→ **WORK REQUEST**: Reading the records below, count the lines in which the string "striped" appears; write the number only.

→ **Dataset entries**:
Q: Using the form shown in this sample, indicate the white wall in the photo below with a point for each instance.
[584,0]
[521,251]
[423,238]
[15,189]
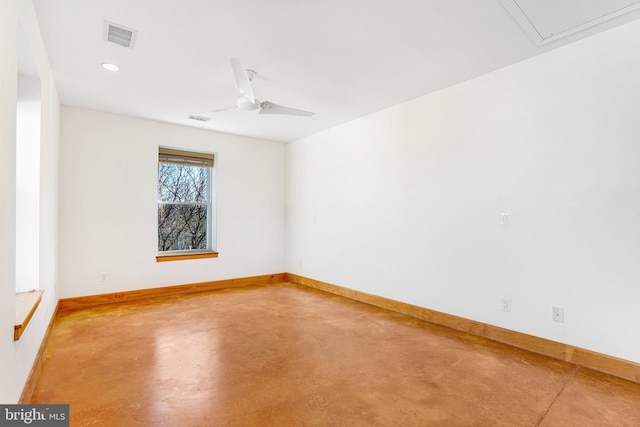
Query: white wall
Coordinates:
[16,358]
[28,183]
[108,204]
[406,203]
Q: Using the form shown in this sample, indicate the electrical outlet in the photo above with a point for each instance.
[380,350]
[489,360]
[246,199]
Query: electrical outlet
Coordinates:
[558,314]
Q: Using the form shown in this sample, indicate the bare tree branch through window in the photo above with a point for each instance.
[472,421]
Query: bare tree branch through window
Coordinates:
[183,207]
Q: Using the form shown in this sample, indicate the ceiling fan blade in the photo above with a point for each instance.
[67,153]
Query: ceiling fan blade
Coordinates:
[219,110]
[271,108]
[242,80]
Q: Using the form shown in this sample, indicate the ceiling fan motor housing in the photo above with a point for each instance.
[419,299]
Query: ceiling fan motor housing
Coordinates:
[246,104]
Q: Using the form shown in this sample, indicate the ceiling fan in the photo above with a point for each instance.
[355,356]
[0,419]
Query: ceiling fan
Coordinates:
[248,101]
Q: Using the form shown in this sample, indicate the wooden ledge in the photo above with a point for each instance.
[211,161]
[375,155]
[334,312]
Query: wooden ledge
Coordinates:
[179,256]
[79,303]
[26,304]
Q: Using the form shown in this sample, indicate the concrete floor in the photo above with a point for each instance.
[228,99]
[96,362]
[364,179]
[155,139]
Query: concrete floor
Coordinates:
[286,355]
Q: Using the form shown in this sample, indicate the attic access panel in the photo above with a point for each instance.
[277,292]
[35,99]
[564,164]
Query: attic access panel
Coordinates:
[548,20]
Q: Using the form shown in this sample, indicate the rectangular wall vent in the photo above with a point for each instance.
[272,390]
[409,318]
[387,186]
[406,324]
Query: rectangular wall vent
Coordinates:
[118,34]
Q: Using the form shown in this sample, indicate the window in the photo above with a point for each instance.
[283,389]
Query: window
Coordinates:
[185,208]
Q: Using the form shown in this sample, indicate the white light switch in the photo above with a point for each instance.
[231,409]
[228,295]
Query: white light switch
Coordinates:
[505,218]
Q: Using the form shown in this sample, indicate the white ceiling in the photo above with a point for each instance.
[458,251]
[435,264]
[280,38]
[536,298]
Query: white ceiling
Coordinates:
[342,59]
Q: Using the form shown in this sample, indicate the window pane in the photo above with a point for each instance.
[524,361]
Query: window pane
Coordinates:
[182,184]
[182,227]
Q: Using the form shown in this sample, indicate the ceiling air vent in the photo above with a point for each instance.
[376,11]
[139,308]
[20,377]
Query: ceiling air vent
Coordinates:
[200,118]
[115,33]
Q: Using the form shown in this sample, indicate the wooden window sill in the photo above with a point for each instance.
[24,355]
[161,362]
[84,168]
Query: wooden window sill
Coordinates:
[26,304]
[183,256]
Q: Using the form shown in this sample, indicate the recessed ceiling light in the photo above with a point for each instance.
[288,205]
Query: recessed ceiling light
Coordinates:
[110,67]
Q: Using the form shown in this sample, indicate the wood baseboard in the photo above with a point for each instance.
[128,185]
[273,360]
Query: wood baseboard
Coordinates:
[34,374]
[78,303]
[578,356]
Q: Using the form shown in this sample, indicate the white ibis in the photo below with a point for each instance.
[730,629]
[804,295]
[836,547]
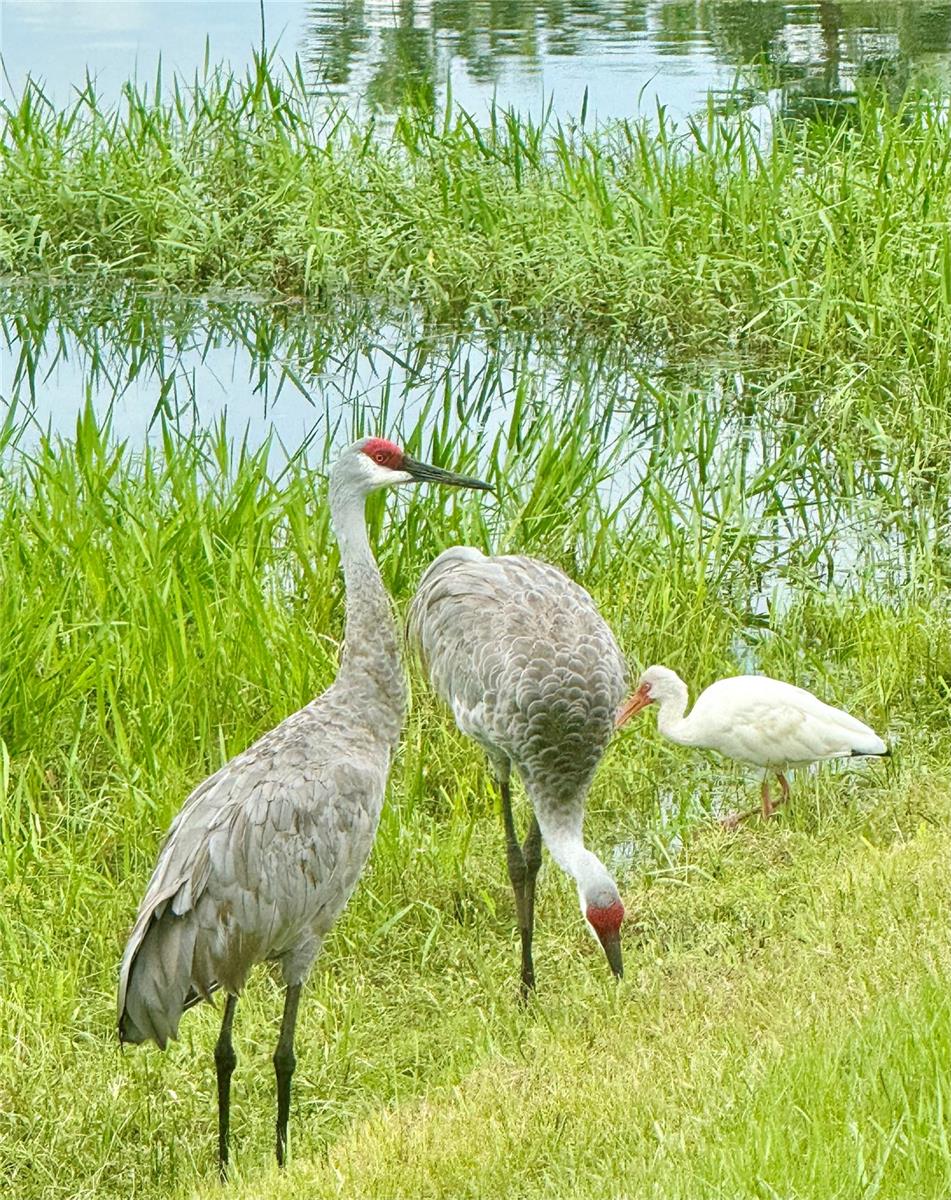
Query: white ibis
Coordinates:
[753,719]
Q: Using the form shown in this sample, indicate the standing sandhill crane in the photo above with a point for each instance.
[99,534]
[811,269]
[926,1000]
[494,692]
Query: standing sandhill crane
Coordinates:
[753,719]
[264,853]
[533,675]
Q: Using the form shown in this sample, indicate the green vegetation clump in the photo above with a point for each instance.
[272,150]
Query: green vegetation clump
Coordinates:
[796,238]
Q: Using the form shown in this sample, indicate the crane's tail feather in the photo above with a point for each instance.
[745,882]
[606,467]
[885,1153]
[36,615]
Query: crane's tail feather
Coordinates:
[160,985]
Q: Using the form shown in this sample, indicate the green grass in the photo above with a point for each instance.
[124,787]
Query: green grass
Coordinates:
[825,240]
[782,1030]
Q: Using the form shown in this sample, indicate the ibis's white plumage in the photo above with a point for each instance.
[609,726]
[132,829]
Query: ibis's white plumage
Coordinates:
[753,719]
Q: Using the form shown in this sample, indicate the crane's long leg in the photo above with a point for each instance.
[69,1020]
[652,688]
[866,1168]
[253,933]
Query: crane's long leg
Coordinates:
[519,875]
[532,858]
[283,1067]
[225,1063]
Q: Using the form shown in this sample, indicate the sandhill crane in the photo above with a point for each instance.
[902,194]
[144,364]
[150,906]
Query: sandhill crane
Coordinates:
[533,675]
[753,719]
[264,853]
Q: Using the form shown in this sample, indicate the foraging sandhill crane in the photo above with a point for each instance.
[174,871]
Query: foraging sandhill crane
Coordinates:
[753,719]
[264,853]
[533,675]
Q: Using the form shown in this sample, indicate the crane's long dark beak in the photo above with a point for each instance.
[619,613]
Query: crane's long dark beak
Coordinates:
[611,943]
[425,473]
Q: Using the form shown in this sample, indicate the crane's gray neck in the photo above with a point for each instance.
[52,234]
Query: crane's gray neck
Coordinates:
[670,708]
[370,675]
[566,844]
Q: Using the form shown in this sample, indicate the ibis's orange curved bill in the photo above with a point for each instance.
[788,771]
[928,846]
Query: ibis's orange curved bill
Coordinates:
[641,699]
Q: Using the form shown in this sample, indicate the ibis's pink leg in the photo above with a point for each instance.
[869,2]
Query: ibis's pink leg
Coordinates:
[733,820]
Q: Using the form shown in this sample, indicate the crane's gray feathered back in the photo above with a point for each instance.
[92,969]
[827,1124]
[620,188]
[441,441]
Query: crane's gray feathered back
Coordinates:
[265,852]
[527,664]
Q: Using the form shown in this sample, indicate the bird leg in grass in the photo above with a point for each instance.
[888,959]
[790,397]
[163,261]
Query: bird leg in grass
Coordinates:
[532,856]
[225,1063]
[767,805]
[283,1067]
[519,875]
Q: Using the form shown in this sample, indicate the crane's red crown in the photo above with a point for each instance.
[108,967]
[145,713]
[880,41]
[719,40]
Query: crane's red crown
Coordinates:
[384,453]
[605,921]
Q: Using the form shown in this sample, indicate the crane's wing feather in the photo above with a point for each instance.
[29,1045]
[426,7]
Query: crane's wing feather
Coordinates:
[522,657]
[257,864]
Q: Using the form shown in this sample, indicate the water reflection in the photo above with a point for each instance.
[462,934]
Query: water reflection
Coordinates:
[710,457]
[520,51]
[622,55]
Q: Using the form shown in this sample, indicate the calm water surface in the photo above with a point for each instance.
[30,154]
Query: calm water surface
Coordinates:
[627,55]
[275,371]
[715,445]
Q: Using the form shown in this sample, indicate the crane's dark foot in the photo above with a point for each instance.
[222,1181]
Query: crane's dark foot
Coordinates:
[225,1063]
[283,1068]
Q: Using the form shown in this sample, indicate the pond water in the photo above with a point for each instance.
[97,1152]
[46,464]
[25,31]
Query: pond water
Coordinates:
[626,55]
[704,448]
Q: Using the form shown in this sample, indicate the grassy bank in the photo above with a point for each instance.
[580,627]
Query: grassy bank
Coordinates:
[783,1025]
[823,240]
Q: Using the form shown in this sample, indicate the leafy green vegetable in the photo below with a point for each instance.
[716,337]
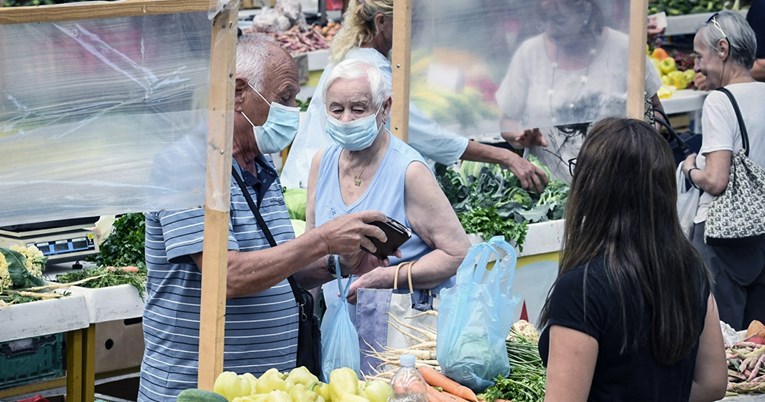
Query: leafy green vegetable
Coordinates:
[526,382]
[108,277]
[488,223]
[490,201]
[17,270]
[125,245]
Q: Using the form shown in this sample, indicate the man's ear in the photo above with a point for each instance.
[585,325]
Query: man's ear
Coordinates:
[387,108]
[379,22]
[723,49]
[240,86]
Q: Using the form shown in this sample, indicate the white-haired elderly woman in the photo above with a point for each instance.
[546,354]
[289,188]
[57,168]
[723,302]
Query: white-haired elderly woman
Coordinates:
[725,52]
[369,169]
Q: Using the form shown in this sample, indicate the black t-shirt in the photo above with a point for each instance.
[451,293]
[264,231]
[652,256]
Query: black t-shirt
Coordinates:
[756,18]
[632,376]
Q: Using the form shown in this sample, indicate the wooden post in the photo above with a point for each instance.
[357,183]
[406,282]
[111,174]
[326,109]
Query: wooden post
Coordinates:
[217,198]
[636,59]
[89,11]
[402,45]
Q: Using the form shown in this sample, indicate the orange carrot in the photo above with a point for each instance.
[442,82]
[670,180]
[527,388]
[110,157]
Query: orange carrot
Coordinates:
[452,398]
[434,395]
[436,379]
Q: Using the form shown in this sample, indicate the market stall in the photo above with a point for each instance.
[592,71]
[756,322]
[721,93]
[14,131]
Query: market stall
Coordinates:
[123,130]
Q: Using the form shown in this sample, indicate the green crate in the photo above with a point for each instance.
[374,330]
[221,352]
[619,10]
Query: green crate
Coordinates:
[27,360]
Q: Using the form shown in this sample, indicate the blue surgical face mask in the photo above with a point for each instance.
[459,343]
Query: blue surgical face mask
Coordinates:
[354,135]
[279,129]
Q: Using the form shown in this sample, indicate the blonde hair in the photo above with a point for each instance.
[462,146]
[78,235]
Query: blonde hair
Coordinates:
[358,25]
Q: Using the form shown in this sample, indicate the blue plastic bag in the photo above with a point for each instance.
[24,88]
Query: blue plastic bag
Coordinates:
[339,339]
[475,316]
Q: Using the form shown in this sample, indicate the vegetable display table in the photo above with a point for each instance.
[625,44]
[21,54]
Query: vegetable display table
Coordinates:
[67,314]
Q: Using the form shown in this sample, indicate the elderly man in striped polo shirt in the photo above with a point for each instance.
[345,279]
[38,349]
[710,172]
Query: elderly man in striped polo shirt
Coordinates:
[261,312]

→ **TASK RESULT**: 2